In the records that follow, how many lines contain the word "sign"? Give only that figure.

····················

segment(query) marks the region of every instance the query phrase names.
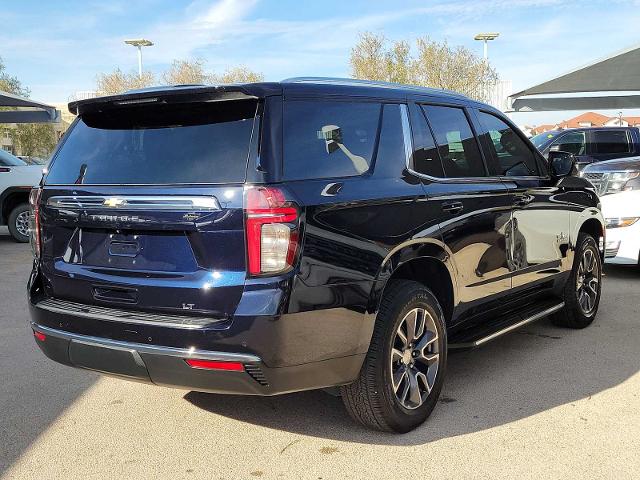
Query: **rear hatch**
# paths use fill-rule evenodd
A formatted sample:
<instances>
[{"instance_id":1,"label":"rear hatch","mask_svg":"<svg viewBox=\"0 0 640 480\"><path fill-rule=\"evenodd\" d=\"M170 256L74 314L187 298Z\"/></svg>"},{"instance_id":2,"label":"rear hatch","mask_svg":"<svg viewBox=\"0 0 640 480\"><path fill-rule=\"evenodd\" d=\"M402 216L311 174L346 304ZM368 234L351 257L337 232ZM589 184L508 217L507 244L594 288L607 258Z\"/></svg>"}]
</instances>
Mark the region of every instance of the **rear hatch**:
<instances>
[{"instance_id":1,"label":"rear hatch","mask_svg":"<svg viewBox=\"0 0 640 480\"><path fill-rule=\"evenodd\" d=\"M52 160L40 201L45 291L76 308L227 318L246 278L258 101L154 102L83 112Z\"/></svg>"}]
</instances>

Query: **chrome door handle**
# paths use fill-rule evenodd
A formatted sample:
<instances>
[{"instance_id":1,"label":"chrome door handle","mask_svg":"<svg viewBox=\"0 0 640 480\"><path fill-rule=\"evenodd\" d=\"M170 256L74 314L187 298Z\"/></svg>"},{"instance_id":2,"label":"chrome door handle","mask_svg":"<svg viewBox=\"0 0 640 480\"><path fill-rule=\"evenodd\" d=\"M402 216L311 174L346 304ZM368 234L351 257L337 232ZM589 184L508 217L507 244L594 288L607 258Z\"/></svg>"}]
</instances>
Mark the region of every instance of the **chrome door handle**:
<instances>
[{"instance_id":1,"label":"chrome door handle","mask_svg":"<svg viewBox=\"0 0 640 480\"><path fill-rule=\"evenodd\" d=\"M460 213L463 209L462 202L446 202L442 204L442 211L447 213Z\"/></svg>"},{"instance_id":2,"label":"chrome door handle","mask_svg":"<svg viewBox=\"0 0 640 480\"><path fill-rule=\"evenodd\" d=\"M518 207L524 207L525 205L529 205L534 199L533 195L518 195L514 200L513 204Z\"/></svg>"}]
</instances>

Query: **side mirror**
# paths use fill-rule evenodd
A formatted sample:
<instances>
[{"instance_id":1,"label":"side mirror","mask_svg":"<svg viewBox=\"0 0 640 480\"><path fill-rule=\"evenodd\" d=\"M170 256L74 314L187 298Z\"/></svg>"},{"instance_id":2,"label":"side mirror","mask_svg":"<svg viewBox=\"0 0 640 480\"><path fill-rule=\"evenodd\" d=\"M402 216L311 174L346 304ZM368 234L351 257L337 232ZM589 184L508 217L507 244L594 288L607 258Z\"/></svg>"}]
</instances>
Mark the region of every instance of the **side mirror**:
<instances>
[{"instance_id":1,"label":"side mirror","mask_svg":"<svg viewBox=\"0 0 640 480\"><path fill-rule=\"evenodd\" d=\"M342 130L337 125L325 125L318 135L325 142L327 153L333 153L338 150L339 144L342 143Z\"/></svg>"},{"instance_id":2,"label":"side mirror","mask_svg":"<svg viewBox=\"0 0 640 480\"><path fill-rule=\"evenodd\" d=\"M576 157L569 152L549 152L548 160L551 176L555 178L568 177L576 166Z\"/></svg>"},{"instance_id":3,"label":"side mirror","mask_svg":"<svg viewBox=\"0 0 640 480\"><path fill-rule=\"evenodd\" d=\"M551 147L549 147L549 151L550 152L559 152L560 151L560 145L551 145Z\"/></svg>"}]
</instances>

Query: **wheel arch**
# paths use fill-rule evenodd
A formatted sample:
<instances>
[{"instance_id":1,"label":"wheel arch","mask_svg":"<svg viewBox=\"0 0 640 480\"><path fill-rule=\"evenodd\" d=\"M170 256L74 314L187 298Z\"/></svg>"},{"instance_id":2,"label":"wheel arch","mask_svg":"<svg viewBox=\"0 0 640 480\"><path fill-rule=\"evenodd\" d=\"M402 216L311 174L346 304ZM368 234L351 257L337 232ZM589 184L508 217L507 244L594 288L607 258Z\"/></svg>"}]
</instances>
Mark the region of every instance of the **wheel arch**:
<instances>
[{"instance_id":1,"label":"wheel arch","mask_svg":"<svg viewBox=\"0 0 640 480\"><path fill-rule=\"evenodd\" d=\"M597 218L588 218L580 225L578 229L578 234L587 233L595 238L596 243L600 249L600 256L604 261L604 239L605 239L605 227L604 224ZM600 239L602 239L602 244L600 243ZM577 235L576 235L577 241Z\"/></svg>"},{"instance_id":2,"label":"wheel arch","mask_svg":"<svg viewBox=\"0 0 640 480\"><path fill-rule=\"evenodd\" d=\"M30 188L9 187L0 195L0 225L6 225L11 211L21 203L29 202Z\"/></svg>"},{"instance_id":3,"label":"wheel arch","mask_svg":"<svg viewBox=\"0 0 640 480\"><path fill-rule=\"evenodd\" d=\"M370 297L369 311L377 313L389 282L414 280L429 288L441 304L447 323L458 302L456 268L446 247L416 242L392 252L383 264Z\"/></svg>"}]
</instances>

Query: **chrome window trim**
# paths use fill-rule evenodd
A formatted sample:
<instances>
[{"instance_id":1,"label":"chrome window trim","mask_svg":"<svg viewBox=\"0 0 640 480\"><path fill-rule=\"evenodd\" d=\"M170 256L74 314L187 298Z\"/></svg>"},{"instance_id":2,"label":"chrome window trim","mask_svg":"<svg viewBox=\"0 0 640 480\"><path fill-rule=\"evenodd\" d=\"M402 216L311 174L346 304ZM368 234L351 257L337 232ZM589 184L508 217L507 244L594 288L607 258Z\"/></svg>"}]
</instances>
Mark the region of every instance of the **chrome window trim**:
<instances>
[{"instance_id":1,"label":"chrome window trim","mask_svg":"<svg viewBox=\"0 0 640 480\"><path fill-rule=\"evenodd\" d=\"M71 333L63 330L56 330L43 325L31 322L31 328L45 335L81 342L85 345L94 345L104 348L112 348L116 350L133 350L138 353L163 355L167 357L178 358L200 358L203 360L214 360L221 362L240 362L240 363L258 363L261 362L260 357L249 353L232 353L232 352L212 352L209 350L196 350L192 348L176 348L165 347L162 345L145 345L142 343L123 342L120 340L111 340L108 338L93 337L89 335L81 335L79 333Z\"/></svg>"},{"instance_id":2,"label":"chrome window trim","mask_svg":"<svg viewBox=\"0 0 640 480\"><path fill-rule=\"evenodd\" d=\"M541 177L537 175L531 176L519 176L519 177L506 177L506 176L490 176L490 177L433 177L426 173L416 172L411 168L411 156L413 154L413 137L411 134L411 127L409 124L409 112L405 104L400 105L402 116L402 134L404 137L404 149L406 156L406 168L409 173L415 175L418 178L423 178L437 183L499 183L504 180L549 180L551 177ZM476 140L477 141L477 140ZM481 150L482 151L482 150Z\"/></svg>"},{"instance_id":3,"label":"chrome window trim","mask_svg":"<svg viewBox=\"0 0 640 480\"><path fill-rule=\"evenodd\" d=\"M213 196L194 195L64 195L47 200L47 206L67 209L117 209L163 211L220 211L220 203Z\"/></svg>"},{"instance_id":4,"label":"chrome window trim","mask_svg":"<svg viewBox=\"0 0 640 480\"><path fill-rule=\"evenodd\" d=\"M450 105L443 105L443 106L450 106ZM464 108L464 107L460 107L456 105L455 108ZM405 149L405 156L406 156L405 166L406 166L407 172L409 172L412 175L415 175L418 178L423 178L425 180L429 180L431 182L437 182L437 183L501 183L500 177L495 177L495 176L447 178L447 177L433 177L431 175L427 175L426 173L416 172L413 168L411 168L411 156L413 155L413 137L411 132L411 126L409 123L409 111L408 111L407 105L405 104L400 105L400 109L401 109L401 117L402 117L402 134L404 137L404 149ZM467 120L468 120L468 117L467 117ZM471 122L469 122L469 124L471 125ZM476 137L476 142L477 141L478 140ZM480 145L478 145L478 148L480 148ZM482 154L482 149L480 149L480 152ZM511 178L515 178L515 177L511 177Z\"/></svg>"}]
</instances>

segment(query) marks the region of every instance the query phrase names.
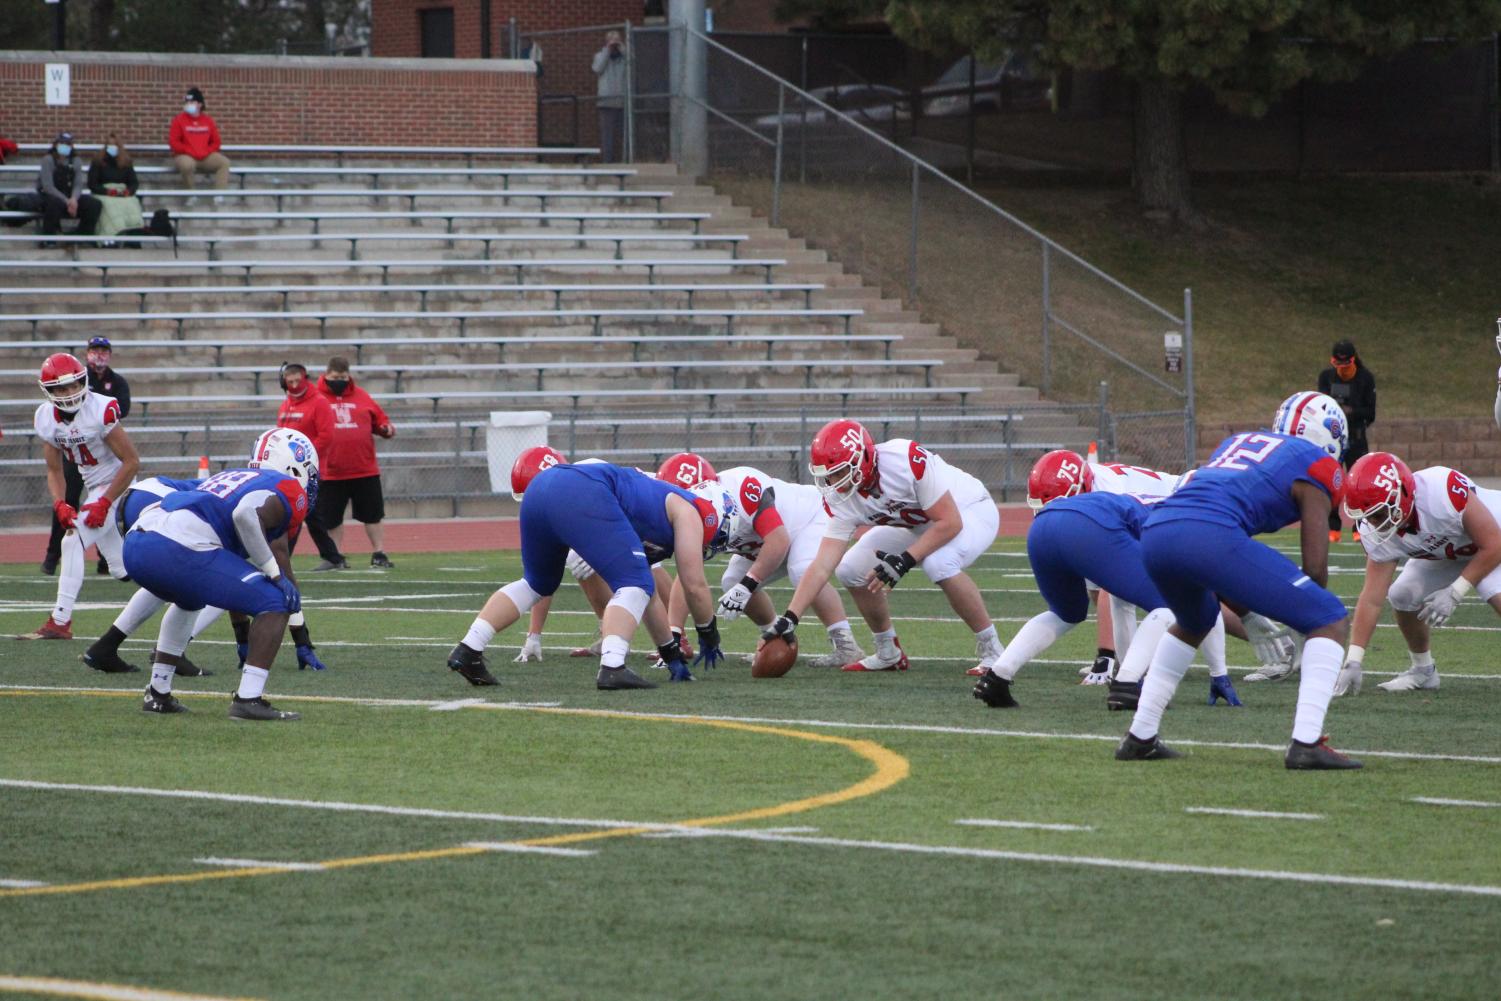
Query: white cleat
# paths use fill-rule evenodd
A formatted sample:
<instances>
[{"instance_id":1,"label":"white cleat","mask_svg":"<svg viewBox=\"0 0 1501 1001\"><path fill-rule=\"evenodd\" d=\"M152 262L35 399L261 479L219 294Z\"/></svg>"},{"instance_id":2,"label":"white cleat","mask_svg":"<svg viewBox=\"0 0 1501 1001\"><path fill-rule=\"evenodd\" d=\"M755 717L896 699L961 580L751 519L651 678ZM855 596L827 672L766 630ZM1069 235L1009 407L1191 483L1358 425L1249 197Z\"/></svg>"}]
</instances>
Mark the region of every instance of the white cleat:
<instances>
[{"instance_id":1,"label":"white cleat","mask_svg":"<svg viewBox=\"0 0 1501 1001\"><path fill-rule=\"evenodd\" d=\"M1294 671L1293 665L1287 661L1281 664L1263 664L1261 667L1246 675L1247 681L1282 681L1291 677Z\"/></svg>"},{"instance_id":2,"label":"white cleat","mask_svg":"<svg viewBox=\"0 0 1501 1001\"><path fill-rule=\"evenodd\" d=\"M1409 667L1390 681L1376 686L1388 692L1435 691L1438 688L1437 667Z\"/></svg>"},{"instance_id":3,"label":"white cleat","mask_svg":"<svg viewBox=\"0 0 1501 1001\"><path fill-rule=\"evenodd\" d=\"M833 644L834 649L814 657L808 665L810 667L843 667L865 659L865 651L860 649L860 644L855 641L853 633L838 634L833 639Z\"/></svg>"},{"instance_id":4,"label":"white cleat","mask_svg":"<svg viewBox=\"0 0 1501 1001\"><path fill-rule=\"evenodd\" d=\"M907 654L906 654L905 651L902 650L901 641L900 640L893 640L892 641L892 645L893 645L893 649L894 649L894 651L896 653L895 659L887 659L885 657L882 657L881 656L881 652L879 650L877 650L875 653L871 654L869 657L862 657L862 658L860 658L857 661L853 661L852 663L844 665L844 667L840 668L840 670L843 670L843 671L905 671L907 669L907 667L908 667L908 664L907 664Z\"/></svg>"},{"instance_id":5,"label":"white cleat","mask_svg":"<svg viewBox=\"0 0 1501 1001\"><path fill-rule=\"evenodd\" d=\"M1001 644L1000 637L975 640L975 657L979 663L964 673L971 678L983 676L1001 662L1001 654L1005 652L1006 648Z\"/></svg>"}]
</instances>

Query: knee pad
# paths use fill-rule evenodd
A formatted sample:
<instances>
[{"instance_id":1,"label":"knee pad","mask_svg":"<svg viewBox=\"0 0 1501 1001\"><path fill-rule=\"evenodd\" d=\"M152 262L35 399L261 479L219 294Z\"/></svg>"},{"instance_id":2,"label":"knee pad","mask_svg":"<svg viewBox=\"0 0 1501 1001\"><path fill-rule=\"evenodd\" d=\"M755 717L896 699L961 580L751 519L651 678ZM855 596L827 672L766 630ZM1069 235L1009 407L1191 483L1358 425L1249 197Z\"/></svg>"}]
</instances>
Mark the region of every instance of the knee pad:
<instances>
[{"instance_id":1,"label":"knee pad","mask_svg":"<svg viewBox=\"0 0 1501 1001\"><path fill-rule=\"evenodd\" d=\"M928 558L918 566L922 572L928 575L928 580L935 584L941 584L950 577L957 577L964 572L964 565L959 562L958 554L951 552L947 546L936 553L929 553Z\"/></svg>"},{"instance_id":2,"label":"knee pad","mask_svg":"<svg viewBox=\"0 0 1501 1001\"><path fill-rule=\"evenodd\" d=\"M644 588L623 587L615 592L614 597L605 605L606 608L623 608L631 613L631 617L637 622L646 614L646 606L651 604L651 595Z\"/></svg>"},{"instance_id":3,"label":"knee pad","mask_svg":"<svg viewBox=\"0 0 1501 1001\"><path fill-rule=\"evenodd\" d=\"M1399 574L1392 582L1391 590L1386 592L1386 600L1399 612L1416 612L1423 607L1422 591L1422 586L1416 580L1403 580Z\"/></svg>"},{"instance_id":4,"label":"knee pad","mask_svg":"<svg viewBox=\"0 0 1501 1001\"><path fill-rule=\"evenodd\" d=\"M532 586L522 580L513 580L500 589L500 593L510 598L516 605L516 610L522 615L532 610L532 606L542 600L542 595L532 590Z\"/></svg>"},{"instance_id":5,"label":"knee pad","mask_svg":"<svg viewBox=\"0 0 1501 1001\"><path fill-rule=\"evenodd\" d=\"M574 580L588 580L594 576L594 568L585 563L584 558L572 549L568 550L568 558L563 561L563 565L568 568Z\"/></svg>"},{"instance_id":6,"label":"knee pad","mask_svg":"<svg viewBox=\"0 0 1501 1001\"><path fill-rule=\"evenodd\" d=\"M839 566L834 568L834 576L847 588L864 587L865 579L875 568L875 554L851 549L839 561Z\"/></svg>"}]
</instances>

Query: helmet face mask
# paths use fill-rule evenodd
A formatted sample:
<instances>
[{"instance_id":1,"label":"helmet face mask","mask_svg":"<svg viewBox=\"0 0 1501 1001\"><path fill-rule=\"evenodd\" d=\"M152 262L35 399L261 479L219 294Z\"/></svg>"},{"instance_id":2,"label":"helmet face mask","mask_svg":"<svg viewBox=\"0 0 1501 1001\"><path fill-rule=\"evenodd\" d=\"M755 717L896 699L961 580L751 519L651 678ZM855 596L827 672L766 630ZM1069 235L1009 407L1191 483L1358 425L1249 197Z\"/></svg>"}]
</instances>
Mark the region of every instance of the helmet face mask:
<instances>
[{"instance_id":1,"label":"helmet face mask","mask_svg":"<svg viewBox=\"0 0 1501 1001\"><path fill-rule=\"evenodd\" d=\"M291 428L272 428L255 440L250 469L268 469L302 484L308 504L318 499L318 450L307 435Z\"/></svg>"},{"instance_id":2,"label":"helmet face mask","mask_svg":"<svg viewBox=\"0 0 1501 1001\"><path fill-rule=\"evenodd\" d=\"M1341 508L1362 539L1382 543L1412 519L1416 481L1407 464L1390 452L1372 452L1350 467Z\"/></svg>"},{"instance_id":3,"label":"helmet face mask","mask_svg":"<svg viewBox=\"0 0 1501 1001\"><path fill-rule=\"evenodd\" d=\"M70 354L55 354L42 363L37 383L54 407L76 414L89 395L89 370Z\"/></svg>"},{"instance_id":4,"label":"helmet face mask","mask_svg":"<svg viewBox=\"0 0 1501 1001\"><path fill-rule=\"evenodd\" d=\"M857 421L825 424L808 450L808 472L825 500L848 497L875 480L876 445Z\"/></svg>"},{"instance_id":5,"label":"helmet face mask","mask_svg":"<svg viewBox=\"0 0 1501 1001\"><path fill-rule=\"evenodd\" d=\"M1345 457L1349 444L1344 410L1323 393L1294 393L1283 400L1272 418L1272 430L1317 445L1335 462Z\"/></svg>"},{"instance_id":6,"label":"helmet face mask","mask_svg":"<svg viewBox=\"0 0 1501 1001\"><path fill-rule=\"evenodd\" d=\"M1041 511L1055 500L1077 497L1094 489L1094 473L1078 452L1066 448L1038 459L1027 475L1027 506Z\"/></svg>"},{"instance_id":7,"label":"helmet face mask","mask_svg":"<svg viewBox=\"0 0 1501 1001\"><path fill-rule=\"evenodd\" d=\"M730 541L730 524L735 520L737 505L734 498L728 491L720 488L717 480L696 484L688 488L688 492L693 495L699 512L705 518L704 558L724 552ZM711 513L715 518L713 534L708 533L708 517Z\"/></svg>"},{"instance_id":8,"label":"helmet face mask","mask_svg":"<svg viewBox=\"0 0 1501 1001\"><path fill-rule=\"evenodd\" d=\"M533 445L511 465L511 499L521 500L526 488L545 469L564 465L568 457L550 445Z\"/></svg>"},{"instance_id":9,"label":"helmet face mask","mask_svg":"<svg viewBox=\"0 0 1501 1001\"><path fill-rule=\"evenodd\" d=\"M657 467L657 479L682 487L684 490L692 490L700 483L718 480L719 473L708 459L697 452L679 452L668 456L662 465Z\"/></svg>"}]
</instances>

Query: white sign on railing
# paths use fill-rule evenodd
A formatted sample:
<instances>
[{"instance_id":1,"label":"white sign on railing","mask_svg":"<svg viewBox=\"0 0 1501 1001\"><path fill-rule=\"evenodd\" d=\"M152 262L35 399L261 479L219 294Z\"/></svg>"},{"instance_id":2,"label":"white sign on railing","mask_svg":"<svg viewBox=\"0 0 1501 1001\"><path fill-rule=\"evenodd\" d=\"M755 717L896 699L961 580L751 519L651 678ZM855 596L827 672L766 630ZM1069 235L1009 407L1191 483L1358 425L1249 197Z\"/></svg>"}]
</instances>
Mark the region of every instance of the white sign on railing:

····················

Output: 3